Flavorwire asked a number of “Feminist Writers” to recommend books “Every man should read.”

My opinion wasn’t solicited. Perhaps it’s just that I’m not considered the card-carrying feminist that my husband says I am. But I’m in favor of the exercise, which came about because a men’s publication made a list of “80 Books Every Man Should Read” that had only one female writer on it.

Do I believe that girls are just as entitled to adventures as boys? Hell, yeah. We don’t want to stay at home and stare longingly at the blue and distant mountains and yearn. Is that feminism? Is writing stories about that carrying a card? If it is, then I have one. I’m one of those girls who set out for the mountains – how could it be otherwise?

Personally, if I had been asked, I’d have recommended the same book that Sonia Saraiya, Salon’s TV critic did — ‘The Left Hand of Darkness’ by Ursula K. LeGuin.

* * *

*Your goal:* Copy out the passage above about feminist writers' book picks for men word for word, from its first sentence to its last.

* * *

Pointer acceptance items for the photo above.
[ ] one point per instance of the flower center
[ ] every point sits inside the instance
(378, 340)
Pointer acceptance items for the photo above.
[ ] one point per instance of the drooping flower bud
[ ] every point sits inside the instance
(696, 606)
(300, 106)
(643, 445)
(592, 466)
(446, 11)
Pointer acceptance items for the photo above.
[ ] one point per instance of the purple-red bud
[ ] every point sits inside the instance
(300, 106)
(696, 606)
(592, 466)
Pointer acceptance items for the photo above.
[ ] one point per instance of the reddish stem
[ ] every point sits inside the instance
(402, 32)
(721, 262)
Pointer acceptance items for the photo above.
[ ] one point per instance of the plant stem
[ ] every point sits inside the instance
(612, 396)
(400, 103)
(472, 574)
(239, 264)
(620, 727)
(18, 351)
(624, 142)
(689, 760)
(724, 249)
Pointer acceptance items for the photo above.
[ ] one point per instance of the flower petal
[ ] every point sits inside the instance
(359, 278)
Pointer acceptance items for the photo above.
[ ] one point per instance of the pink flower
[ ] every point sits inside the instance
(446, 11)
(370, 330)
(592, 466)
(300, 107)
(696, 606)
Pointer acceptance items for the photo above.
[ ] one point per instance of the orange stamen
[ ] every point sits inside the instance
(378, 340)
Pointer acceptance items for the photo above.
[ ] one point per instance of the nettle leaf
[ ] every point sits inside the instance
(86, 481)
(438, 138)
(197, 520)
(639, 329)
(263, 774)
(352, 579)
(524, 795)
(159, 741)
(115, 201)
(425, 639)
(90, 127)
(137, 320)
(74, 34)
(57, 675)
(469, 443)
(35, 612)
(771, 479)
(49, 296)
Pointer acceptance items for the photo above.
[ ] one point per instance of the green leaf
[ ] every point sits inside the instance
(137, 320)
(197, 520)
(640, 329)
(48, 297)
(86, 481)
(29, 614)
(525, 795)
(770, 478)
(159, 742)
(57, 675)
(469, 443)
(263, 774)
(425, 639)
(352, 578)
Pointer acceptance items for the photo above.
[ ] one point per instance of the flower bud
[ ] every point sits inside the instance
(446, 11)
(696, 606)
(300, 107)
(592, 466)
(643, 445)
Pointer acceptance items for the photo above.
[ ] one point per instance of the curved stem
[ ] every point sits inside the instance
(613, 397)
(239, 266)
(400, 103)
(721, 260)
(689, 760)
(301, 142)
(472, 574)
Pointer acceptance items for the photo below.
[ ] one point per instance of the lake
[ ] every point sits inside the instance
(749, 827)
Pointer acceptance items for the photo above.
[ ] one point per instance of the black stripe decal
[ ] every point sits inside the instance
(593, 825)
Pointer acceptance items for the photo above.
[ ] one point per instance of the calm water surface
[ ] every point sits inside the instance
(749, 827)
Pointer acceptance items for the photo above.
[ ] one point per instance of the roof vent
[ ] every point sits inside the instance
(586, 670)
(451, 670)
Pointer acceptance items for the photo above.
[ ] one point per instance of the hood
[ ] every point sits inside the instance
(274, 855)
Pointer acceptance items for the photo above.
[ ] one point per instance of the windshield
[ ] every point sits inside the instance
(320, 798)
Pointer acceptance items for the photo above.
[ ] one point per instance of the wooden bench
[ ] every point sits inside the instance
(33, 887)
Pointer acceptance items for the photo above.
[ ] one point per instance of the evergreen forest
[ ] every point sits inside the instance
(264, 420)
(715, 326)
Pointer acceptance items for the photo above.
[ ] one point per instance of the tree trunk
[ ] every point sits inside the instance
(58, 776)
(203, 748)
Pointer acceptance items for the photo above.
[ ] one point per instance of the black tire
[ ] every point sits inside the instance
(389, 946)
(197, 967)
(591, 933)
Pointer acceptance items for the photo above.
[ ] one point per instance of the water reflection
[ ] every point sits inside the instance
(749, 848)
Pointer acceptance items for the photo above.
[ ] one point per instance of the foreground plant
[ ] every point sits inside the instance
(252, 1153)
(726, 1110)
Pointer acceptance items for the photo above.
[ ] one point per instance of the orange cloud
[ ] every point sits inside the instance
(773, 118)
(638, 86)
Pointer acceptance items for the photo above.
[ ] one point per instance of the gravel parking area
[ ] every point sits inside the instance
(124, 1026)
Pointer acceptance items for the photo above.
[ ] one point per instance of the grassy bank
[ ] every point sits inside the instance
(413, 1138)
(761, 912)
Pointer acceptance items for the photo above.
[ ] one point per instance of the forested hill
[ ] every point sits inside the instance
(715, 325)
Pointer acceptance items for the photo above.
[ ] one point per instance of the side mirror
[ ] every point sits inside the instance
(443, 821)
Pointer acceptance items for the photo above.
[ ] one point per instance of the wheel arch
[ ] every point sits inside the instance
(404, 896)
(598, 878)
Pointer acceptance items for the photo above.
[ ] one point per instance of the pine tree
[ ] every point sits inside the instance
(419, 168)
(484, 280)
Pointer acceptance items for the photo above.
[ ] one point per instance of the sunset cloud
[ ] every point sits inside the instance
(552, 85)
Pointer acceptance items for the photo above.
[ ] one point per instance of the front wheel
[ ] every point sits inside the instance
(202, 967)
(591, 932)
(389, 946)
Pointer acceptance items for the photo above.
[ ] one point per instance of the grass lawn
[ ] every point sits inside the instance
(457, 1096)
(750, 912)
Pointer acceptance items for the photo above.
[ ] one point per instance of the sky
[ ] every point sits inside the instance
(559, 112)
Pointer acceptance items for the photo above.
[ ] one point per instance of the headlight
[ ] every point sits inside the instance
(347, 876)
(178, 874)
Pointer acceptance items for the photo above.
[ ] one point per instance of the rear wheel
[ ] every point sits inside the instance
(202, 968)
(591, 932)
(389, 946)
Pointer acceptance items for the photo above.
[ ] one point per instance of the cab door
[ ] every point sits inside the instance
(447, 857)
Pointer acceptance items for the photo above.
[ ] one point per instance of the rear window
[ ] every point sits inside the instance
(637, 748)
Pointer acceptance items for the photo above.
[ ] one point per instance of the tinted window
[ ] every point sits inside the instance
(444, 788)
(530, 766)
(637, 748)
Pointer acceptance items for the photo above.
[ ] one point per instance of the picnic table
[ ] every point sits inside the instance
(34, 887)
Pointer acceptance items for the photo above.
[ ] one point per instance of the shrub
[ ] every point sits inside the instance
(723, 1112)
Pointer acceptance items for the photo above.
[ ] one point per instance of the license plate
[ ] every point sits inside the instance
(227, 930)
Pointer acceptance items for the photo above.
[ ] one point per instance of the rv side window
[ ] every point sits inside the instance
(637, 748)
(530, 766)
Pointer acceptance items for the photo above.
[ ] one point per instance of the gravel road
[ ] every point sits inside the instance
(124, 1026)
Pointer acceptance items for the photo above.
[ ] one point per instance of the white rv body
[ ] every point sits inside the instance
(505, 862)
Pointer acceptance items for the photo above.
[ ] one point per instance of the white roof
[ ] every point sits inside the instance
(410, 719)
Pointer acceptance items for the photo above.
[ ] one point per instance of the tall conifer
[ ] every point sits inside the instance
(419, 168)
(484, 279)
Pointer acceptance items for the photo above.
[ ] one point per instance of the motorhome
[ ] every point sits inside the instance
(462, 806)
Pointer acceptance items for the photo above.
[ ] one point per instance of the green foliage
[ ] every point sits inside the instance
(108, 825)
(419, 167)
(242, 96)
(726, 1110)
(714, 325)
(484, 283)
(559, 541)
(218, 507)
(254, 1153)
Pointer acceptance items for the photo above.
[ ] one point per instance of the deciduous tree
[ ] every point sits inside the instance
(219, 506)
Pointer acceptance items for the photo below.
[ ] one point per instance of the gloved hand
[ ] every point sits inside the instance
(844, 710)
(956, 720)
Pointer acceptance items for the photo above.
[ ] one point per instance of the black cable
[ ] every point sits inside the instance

* * *

*Answer to this problem:*
Flavorwire asked a number of “Feminist Writers” to recommend books “Every man should read.”

My opinion wasn’t solicited. Perhaps it’s just that I’m not considered the card-carrying feminist that my husband says I am. But I’m in favor of the exercise, which came about because a men’s publication made a list of “80 Books Every Man Should Read” that had only one female writer on it.

Do I believe that girls are just as entitled to adventures as boys? Hell, yeah. We don’t want to stay at home and stare longingly at the blue and distant mountains and yearn. Is that feminism? Is writing stories about that carrying a card? If it is, then I have one. I’m one of those girls who set out for the mountains – how could it be otherwise?

Personally, if I had been asked, I’d have recommended the same book that Sonia Saraiya, Salon’s TV critic did — ‘The Left Hand of Darkness’ by Ursula K. LeGuin.